** Begin Records **

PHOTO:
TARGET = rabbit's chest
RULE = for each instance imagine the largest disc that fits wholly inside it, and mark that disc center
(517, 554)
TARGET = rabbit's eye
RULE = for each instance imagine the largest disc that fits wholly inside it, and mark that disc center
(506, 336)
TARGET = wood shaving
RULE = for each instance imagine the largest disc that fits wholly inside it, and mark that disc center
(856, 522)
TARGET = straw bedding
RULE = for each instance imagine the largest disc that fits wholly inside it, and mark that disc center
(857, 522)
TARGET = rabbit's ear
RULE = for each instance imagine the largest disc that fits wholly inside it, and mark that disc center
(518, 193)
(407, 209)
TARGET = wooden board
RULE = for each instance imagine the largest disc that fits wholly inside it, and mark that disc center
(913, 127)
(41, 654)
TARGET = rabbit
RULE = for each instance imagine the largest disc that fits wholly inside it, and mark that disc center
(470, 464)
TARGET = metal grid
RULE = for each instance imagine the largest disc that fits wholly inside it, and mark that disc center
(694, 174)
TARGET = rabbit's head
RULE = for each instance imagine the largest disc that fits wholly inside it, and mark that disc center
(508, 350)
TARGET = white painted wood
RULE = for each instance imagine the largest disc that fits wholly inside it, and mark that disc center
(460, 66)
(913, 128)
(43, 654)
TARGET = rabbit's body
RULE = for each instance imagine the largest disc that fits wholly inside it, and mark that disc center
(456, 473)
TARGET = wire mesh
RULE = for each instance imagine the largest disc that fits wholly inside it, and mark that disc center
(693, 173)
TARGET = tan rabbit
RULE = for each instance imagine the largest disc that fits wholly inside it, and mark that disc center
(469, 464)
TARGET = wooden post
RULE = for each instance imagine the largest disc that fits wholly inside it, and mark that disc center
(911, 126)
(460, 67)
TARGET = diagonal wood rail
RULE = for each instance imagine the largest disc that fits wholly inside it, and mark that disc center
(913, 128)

** End Records **

■ Exercise brief ■
Please rewrite every item above with "disc" swapped for "circle" wherever it occurs, leaving everything else unchanged.

■ Written response ■
PHOTO:
TARGET = rabbit's chest
RULE = for each instance imagine the largest circle that fits wholly inside it, and mark that circle center
(517, 554)
TARGET = rabbit's eye
RULE = for each instance imagine the largest circle that fits wholly inside it, and mark that circle center
(506, 336)
TARGET = wood shaving
RULE = for each instance imagine the largest circle that fits wholly inside it, and mark that circle center
(856, 522)
TARGET = straw bedding
RULE = for each instance imagine the largest circle that fits wholly inside it, and mark that circle center
(857, 522)
TARGET = rabbit's ear
RULE = for each instance imagine the largest circle that fits wholly inside it, and mark that circle center
(518, 193)
(407, 209)
TARGET = wooden board
RULE = for each instance imagine the largest circle that fits wholly inside it, and mark that circle center
(913, 127)
(41, 654)
TARGET = rabbit
RULE = for each instance imagine the largest circle that fits wholly inside it, and mark that circle center
(470, 464)
TARGET = metal grid
RULE = for each instance imagine the largest circle that fits wholly inside it, and mark that circle center
(694, 174)
TARGET = rabbit's head
RULE = for each instance imagine the largest circle that fits wholly inside it, and mark that circle center
(508, 350)
TARGET = white painted wood
RULE = for each instance imagine the largest circle that fits wholly inside it, and mark that circle center
(460, 66)
(913, 128)
(43, 654)
TARGET = rabbit's body
RULE = for each instance imagine the largest circle that fits wholly inside it, and mark that circle center
(456, 473)
TARGET = wire mesh
RULE = for each instance imagine the largest circle that fits wholly inside it, and mark that circle center
(693, 173)
TARGET = tan rabbit
RULE = for each instance imagine the largest circle that fits wholly inside it, and mark that circle center
(469, 464)
TARGET = wooden post
RULE = for each instance imagine the largest circle that fits wholly inside it, and mark that circle center
(911, 126)
(460, 67)
TARGET = diagonal wood rail
RULE = for each instance imagine the largest circle that fits wholly inside it, and mark that circle center
(913, 128)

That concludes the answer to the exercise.